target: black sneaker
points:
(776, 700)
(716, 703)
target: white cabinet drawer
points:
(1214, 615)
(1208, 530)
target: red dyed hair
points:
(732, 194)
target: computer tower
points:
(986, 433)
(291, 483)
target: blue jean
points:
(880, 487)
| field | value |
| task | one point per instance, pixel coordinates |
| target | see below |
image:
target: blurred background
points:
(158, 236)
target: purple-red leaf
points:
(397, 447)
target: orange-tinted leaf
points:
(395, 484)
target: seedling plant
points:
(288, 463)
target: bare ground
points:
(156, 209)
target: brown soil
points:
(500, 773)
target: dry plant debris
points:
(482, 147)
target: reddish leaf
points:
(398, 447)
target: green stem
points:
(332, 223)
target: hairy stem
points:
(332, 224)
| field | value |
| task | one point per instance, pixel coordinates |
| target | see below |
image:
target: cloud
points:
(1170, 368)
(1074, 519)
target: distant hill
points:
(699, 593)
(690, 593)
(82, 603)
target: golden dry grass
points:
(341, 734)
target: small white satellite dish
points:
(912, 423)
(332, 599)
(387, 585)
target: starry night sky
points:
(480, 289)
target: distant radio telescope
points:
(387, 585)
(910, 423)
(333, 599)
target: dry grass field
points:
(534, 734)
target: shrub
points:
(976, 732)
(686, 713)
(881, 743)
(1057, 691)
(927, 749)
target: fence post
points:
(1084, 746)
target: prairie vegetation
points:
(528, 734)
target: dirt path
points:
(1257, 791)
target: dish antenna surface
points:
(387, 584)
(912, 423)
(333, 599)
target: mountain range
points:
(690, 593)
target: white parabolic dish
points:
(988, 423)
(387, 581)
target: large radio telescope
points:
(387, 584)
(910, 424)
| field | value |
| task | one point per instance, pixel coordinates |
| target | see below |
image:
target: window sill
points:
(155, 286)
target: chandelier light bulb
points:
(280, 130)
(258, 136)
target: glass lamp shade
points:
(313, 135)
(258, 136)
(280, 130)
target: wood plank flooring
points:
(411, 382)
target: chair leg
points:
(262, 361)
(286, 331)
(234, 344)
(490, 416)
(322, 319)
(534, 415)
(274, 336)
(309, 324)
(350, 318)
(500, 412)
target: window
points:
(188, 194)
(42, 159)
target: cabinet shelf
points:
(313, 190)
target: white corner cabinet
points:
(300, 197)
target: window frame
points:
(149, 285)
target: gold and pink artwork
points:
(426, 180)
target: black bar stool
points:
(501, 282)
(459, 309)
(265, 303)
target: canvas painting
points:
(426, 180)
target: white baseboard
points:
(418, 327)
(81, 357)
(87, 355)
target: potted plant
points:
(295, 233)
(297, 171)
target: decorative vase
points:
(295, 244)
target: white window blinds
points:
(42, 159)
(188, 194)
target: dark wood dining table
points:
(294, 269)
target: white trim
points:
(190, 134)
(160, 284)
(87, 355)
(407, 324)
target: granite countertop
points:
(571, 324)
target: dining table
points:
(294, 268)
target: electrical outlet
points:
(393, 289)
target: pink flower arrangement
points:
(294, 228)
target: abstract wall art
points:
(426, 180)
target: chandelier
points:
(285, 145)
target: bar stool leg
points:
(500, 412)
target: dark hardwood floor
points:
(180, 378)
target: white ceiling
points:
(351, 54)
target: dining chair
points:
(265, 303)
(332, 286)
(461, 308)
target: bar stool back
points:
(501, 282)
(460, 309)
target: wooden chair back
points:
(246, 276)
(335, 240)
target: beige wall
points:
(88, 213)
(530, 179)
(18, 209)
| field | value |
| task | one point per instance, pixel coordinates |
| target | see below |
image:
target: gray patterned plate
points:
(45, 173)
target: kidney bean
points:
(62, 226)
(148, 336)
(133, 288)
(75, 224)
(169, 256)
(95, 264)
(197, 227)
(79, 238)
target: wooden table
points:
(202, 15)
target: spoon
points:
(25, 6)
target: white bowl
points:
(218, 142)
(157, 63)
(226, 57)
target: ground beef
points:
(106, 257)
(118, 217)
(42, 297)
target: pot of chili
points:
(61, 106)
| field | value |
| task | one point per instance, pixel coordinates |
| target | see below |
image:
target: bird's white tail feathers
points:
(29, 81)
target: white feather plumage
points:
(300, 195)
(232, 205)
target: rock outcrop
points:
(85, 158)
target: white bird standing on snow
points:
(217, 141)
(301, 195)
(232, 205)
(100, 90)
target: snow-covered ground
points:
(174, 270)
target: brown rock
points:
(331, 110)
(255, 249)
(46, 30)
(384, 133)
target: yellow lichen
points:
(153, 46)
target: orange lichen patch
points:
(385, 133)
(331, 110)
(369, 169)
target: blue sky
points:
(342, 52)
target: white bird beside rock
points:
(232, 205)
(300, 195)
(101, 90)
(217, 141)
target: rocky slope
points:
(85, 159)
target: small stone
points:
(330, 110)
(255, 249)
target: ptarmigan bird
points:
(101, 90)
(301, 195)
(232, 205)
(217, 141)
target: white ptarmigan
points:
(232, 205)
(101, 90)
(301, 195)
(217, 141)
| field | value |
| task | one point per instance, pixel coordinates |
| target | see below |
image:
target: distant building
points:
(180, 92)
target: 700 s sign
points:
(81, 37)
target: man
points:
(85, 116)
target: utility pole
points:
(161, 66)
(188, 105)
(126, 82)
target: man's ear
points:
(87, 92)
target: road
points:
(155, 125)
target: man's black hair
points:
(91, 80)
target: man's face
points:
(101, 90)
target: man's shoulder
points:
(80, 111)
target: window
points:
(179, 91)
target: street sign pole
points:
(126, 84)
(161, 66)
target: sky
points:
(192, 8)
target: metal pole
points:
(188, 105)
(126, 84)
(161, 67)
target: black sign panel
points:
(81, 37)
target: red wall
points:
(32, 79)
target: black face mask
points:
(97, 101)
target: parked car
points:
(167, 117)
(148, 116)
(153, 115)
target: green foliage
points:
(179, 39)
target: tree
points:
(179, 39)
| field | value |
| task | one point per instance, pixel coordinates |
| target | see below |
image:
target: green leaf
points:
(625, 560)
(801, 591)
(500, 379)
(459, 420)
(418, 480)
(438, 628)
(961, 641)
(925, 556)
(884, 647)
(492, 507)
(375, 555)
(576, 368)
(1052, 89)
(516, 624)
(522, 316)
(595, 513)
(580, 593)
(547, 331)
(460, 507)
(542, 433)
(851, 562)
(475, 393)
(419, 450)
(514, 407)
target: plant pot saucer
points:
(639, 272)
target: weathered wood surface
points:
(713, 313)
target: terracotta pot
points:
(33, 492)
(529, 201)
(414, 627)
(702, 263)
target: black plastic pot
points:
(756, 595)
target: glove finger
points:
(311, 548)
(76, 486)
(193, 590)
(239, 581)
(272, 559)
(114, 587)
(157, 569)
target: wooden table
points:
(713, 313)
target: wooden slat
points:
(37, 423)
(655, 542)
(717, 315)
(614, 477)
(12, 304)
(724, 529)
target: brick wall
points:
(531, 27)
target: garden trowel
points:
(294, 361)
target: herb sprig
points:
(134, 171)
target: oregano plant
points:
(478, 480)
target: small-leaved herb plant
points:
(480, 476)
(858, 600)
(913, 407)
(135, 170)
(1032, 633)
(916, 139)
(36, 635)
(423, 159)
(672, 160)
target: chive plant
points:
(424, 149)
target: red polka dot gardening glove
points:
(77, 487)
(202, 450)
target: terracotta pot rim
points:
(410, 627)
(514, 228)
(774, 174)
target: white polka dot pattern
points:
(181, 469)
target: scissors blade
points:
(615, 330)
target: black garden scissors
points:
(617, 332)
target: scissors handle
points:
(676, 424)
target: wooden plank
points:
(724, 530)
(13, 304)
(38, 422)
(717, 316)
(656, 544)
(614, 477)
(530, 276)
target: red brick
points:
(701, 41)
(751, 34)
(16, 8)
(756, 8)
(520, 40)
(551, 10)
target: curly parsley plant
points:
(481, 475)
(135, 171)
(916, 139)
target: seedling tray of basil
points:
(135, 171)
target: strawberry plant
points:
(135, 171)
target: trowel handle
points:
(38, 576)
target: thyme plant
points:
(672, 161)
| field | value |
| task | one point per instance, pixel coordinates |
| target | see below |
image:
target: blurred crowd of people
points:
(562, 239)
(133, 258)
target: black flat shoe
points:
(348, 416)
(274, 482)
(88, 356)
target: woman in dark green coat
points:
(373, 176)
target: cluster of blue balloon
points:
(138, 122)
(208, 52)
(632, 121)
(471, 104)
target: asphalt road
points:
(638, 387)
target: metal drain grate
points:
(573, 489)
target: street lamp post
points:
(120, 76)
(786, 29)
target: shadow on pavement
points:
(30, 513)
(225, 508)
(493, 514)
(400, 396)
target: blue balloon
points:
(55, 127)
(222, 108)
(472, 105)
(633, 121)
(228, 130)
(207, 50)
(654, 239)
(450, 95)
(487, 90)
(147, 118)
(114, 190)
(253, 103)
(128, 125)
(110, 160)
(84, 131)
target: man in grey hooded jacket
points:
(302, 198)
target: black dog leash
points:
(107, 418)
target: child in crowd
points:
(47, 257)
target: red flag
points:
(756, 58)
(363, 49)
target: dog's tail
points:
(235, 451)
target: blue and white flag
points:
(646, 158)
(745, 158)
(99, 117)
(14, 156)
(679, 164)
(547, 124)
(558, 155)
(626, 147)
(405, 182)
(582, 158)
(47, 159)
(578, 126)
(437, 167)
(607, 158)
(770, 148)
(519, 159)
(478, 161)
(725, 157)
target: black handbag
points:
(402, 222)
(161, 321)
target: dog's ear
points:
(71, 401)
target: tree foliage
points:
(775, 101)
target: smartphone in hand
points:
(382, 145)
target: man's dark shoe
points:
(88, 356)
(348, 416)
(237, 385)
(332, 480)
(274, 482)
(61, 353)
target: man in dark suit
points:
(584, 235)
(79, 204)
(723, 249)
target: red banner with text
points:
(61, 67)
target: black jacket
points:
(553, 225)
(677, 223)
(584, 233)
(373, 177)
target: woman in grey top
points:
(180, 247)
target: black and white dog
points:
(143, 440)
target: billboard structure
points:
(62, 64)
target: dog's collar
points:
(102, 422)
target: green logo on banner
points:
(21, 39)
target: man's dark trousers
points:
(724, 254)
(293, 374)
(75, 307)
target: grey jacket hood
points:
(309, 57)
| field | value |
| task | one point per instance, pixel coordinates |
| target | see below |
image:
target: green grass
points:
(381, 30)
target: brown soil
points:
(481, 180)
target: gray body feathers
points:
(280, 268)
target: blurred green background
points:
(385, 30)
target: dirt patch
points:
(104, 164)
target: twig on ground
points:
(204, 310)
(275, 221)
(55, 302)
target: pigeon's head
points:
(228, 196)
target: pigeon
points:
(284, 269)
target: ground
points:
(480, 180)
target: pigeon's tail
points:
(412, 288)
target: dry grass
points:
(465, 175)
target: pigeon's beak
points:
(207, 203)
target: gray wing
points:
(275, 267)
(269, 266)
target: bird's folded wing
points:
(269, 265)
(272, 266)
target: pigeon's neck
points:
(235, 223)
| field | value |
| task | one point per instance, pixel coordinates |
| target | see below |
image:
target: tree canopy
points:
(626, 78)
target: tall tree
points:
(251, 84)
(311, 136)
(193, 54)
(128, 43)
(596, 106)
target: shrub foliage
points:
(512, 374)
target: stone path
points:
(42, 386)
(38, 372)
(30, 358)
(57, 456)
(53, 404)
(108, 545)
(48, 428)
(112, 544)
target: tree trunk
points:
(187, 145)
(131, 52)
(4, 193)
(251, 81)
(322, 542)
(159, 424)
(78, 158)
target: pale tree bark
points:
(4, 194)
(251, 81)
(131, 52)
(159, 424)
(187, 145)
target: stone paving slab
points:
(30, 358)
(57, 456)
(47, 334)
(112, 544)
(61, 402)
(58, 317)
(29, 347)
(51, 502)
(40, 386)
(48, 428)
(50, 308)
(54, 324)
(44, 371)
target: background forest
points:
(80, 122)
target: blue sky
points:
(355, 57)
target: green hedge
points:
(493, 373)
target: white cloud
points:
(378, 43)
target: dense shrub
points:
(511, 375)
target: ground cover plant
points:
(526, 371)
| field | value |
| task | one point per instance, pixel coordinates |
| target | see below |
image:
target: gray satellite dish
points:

# # #

▸ **Short task**
Copy the lines of the items word for word, starting with the line that contains "target: pigeon's head" and going on through the last line of the items.

▸ **Completed task**
target: pigeon's head
points:
(228, 196)
target: pigeon
points:
(284, 269)
target: ground
points:
(480, 180)
target: pigeon's tail
points:
(412, 288)
target: dry grass
points:
(465, 175)
target: pigeon's beak
points:
(207, 203)
target: gray wing
points:
(275, 267)
(269, 266)
target: bird's folded wing
points:
(269, 265)
(272, 266)
target: pigeon's neck
points:
(235, 223)
| field | value |
| task | one point per instance, pixel coordinates |
| target | see below |
image:
target: tree canopy
points:
(626, 78)
target: tall tree
points:
(251, 84)
(311, 136)
(193, 54)
(128, 43)
(596, 106)
target: shrub foliage
points:
(512, 374)
target: stone path
points:
(42, 386)
(38, 372)
(30, 358)
(57, 456)
(53, 404)
(108, 545)
(48, 428)
(112, 544)
target: tree trunk
points:
(187, 145)
(131, 52)
(4, 193)
(251, 81)
(322, 542)
(159, 424)
(78, 158)
target: pale tree bark
points:
(4, 194)
(251, 81)
(131, 52)
(159, 424)
(187, 145)
target: stone paving slab
points:
(30, 358)
(57, 456)
(47, 334)
(112, 544)
(61, 402)
(58, 317)
(29, 347)
(51, 502)
(40, 386)
(48, 428)
(50, 308)
(54, 324)
(44, 371)
target: background forest
points:
(80, 122)
target: blue sky
points:
(355, 57)
target: green hedge
points:
(493, 373)
target: white cloud
points:
(378, 43)
target: dense shrub
points:
(511, 375)
target: ground cover plant
points:
(526, 371)
| field | value |
| task | one point per instance, pixel coordinates |
| target | see below |
image:
target: gray satellite dish
points:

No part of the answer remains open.